**CONJUNTO DE TAREFAS**
(A) Transcreva o trecho sobre Lenin e a revolução russa, começando em "A futura evolução" e seguindo até "dominação democrático-burguesa normal.".
(B) No trecho sobre Lenin e a revolução russa, por que o congresso bolchevique de abril de 1905 condenava os mencheviques?

**TRECHO DE ORIGEM**
Ao desenvolver o conceito de “ditadura revolucionária democrática”, Lenin estava primeiramente preocupado em motivar a socialdemocracia russa para um papel político e militar ativo na revolução. Quanto ao futuro destino da “ditadura revolucionária democrática”, Lenin é deliberadamente vago; está claro que ele não a considerava uma forma estável de dominação de classe. Em Duas Táticas, ele afirma:
“A ditadura revolucionária democrática do proletariado e do campesinato é inquestionavelmente apenas um objetivo socialista transiente, temporário, mas ignorar esse objetivo no período da revolução democrática seria claramente reacionário.”
A futura evolução da sociedade russa a partir da “ditadura revolucionária democrática” seria determinada pelo equilíbrio de força de classe não apenas na Rússia mas por toda a Europa. A formulação de Lenin é portanto uma concepção algébrica. Em seu desfecho mais revolucionário, ela tomaria a forma da “revolução permanente” de Trotsky: uma revolução democrática radical na Rússia acende uma faísca para a revolução proletária européia, que permite a revolução socialista imediata na Rússia. Numa face reacionária triunfante, a “ditadura revolucionária democrática” se torna um episódio revolucionário tal qual a ditadura jacobina de 1793 ou a comuna de Paris de 1871, que torna possível a estabilização de uma dominação democrático-burguesa normal.
No início de 1905, a questão da dinâmica política da revolução havia superado a estreita questão organizativa como o conflito central entre bolchevismo e menchevismo. De fato, o criticismo aos Mencheviques adotado no congresso Bolchevique de abril de 1905 nem sequer menciona o ponto que causou o racha originalmente. Ao invés disso, condenava os Mencheviques por economicismo e seguidismo liberal:
“… uma tendência geral de diminuir o significado da consciência, a qual eles subordinam à espontaneidade, na luta proletária…. Em problemas táticos [os Mencheviques] manifestam um desejo de estreitar a visão de trabalho do partido; falam contra a posse pelo partido de táticas completamente independentes em relação ao partidos liberais burgueses, contra a possibilidade e o caráter desejável de que nosso partido tome um papel organizacional no levante popular, e contra a participação do partido sob quaisquer condições num governo provisório democrático revolucionário.”

**MATERIAL FORNECIDO**
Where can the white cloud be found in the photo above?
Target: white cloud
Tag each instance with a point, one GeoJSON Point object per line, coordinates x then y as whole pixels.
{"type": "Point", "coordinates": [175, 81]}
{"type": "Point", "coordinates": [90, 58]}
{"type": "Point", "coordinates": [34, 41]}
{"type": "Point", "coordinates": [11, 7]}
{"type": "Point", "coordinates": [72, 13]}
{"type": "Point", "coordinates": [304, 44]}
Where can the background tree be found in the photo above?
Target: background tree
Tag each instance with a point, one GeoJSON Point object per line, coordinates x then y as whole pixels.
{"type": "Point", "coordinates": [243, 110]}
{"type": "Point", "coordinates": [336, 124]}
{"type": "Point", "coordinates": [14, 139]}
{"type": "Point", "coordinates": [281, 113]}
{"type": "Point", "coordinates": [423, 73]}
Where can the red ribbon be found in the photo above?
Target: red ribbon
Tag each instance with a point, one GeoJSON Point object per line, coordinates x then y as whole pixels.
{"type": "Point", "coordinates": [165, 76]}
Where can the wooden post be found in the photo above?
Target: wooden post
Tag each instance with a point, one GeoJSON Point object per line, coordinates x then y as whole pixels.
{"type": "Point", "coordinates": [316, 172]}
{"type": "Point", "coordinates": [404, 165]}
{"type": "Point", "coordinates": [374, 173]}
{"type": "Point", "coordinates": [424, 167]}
---
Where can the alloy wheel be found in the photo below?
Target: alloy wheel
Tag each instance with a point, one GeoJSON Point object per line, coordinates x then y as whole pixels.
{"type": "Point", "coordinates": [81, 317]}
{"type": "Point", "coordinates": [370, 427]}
---
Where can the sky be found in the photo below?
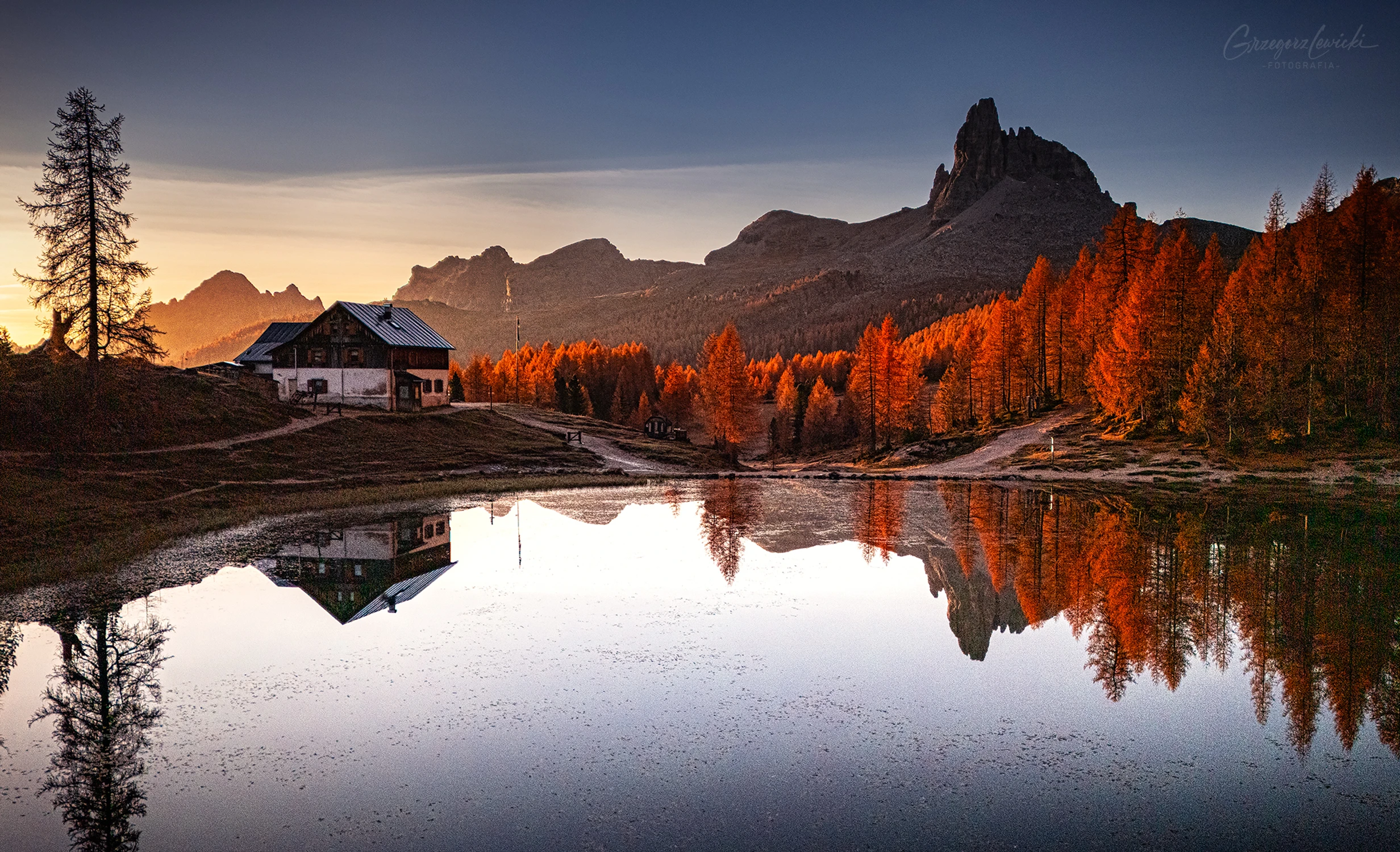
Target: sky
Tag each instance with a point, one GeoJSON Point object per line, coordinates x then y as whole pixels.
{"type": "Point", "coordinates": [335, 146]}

**RESPOSTAS POR TAREFA**
(A)
A futura evolução da sociedade russa a partir da “ditadura revolucionária democrática” seria determinada pelo equilíbrio de força de classe não apenas na Rússia mas por toda a Europa. A formulação de Lenin é portanto uma concepção algébrica. Em seu desfecho mais revolucionário, ela tomaria a forma da “revolução permanente” de Trotsky: uma revolução democrática radical na Rússia acende uma faísca para a revolução proletária européia, que permite a revolução socialista imediata na Rússia. Numa face reacionária triunfante, a “ditadura revolucionária democrática” se torna um episódio revolucionário tal qual a ditadura jacobina de 1793 ou a comuna de Paris de 1871, que torna possível a estabilização de uma dominação democrático-burguesa normal.

(B) Por economicismo e seguidismo liberal.